» **EXERCISE DIRECTIONS**
Only the lines from the start of the entries through the line with "Front: indicate one pin on every instance of the striped" are wanted; please output them exactly.
--- DATASET Enclosed Below ---
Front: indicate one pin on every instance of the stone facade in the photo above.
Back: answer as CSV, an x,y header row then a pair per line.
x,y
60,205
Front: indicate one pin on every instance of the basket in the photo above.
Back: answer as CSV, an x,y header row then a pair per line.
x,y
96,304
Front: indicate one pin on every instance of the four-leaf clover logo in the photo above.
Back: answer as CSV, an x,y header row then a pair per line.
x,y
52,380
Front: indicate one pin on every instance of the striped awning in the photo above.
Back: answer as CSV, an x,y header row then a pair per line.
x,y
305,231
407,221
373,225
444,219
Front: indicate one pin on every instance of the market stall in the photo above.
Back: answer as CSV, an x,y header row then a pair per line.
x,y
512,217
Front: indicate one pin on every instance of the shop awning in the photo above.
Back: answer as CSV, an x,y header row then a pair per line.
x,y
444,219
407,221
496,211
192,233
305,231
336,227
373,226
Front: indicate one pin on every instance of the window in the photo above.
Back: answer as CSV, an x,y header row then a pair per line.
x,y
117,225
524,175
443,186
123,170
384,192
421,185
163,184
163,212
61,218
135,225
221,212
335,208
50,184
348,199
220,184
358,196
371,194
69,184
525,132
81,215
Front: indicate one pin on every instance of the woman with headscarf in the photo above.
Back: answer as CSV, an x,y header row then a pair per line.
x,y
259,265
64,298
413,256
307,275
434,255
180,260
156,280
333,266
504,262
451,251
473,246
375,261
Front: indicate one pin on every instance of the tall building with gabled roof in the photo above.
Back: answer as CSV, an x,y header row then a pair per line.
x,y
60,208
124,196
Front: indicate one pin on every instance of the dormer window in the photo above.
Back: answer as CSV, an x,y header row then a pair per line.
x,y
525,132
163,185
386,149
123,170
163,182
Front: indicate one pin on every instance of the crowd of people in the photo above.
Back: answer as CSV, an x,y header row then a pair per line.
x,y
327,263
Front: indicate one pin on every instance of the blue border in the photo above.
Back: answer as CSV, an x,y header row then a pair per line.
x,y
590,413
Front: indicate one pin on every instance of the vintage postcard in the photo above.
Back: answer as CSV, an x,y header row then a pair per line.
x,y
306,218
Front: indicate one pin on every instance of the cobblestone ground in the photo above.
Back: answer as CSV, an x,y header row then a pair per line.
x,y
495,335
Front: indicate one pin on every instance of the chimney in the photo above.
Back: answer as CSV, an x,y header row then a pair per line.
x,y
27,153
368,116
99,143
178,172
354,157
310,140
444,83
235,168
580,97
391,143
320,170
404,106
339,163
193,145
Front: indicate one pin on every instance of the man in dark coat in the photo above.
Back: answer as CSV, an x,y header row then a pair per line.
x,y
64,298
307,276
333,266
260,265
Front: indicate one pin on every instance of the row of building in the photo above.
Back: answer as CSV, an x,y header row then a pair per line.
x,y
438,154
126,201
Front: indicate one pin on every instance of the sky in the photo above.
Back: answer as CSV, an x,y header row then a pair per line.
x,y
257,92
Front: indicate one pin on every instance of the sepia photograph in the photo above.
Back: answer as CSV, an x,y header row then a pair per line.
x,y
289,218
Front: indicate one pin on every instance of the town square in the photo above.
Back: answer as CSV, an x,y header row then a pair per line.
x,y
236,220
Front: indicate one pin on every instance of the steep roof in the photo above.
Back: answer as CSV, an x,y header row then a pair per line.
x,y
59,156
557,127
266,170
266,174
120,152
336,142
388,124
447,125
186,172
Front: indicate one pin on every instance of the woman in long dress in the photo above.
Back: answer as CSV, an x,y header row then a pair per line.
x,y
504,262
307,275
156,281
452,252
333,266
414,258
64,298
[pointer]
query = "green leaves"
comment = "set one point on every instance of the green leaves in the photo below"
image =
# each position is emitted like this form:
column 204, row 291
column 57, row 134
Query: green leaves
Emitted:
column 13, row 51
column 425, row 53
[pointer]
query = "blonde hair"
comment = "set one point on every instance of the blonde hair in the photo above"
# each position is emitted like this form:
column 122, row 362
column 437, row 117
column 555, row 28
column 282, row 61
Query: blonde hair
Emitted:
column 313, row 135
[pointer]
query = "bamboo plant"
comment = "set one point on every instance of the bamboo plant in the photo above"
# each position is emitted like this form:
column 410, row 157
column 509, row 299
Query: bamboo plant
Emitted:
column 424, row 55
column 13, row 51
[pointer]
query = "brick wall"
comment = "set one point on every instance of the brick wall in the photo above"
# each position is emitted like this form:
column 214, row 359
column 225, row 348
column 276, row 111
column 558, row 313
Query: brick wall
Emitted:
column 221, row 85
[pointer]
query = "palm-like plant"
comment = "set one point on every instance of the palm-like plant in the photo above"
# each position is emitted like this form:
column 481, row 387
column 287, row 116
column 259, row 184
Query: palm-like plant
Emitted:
--- End of Enclosed DATASET ---
» **ANSWER TO THIS TASK**
Front: indicate one pin on every instance of the stone facade in the photo above.
Back: answer as CSV, an x,y header row then a pair per line.
x,y
60,205
Front: indicate one pin on every instance of the basket in the photo above.
Back: answer as CSV, an x,y header row then a pair per line.
x,y
96,304
Front: indicate one pin on every instance of the four-leaf clover logo in the photo above.
Back: answer as CSV, an x,y header row then a pair per line.
x,y
52,380
Front: indicate one pin on every instance of the striped awning in the photo above.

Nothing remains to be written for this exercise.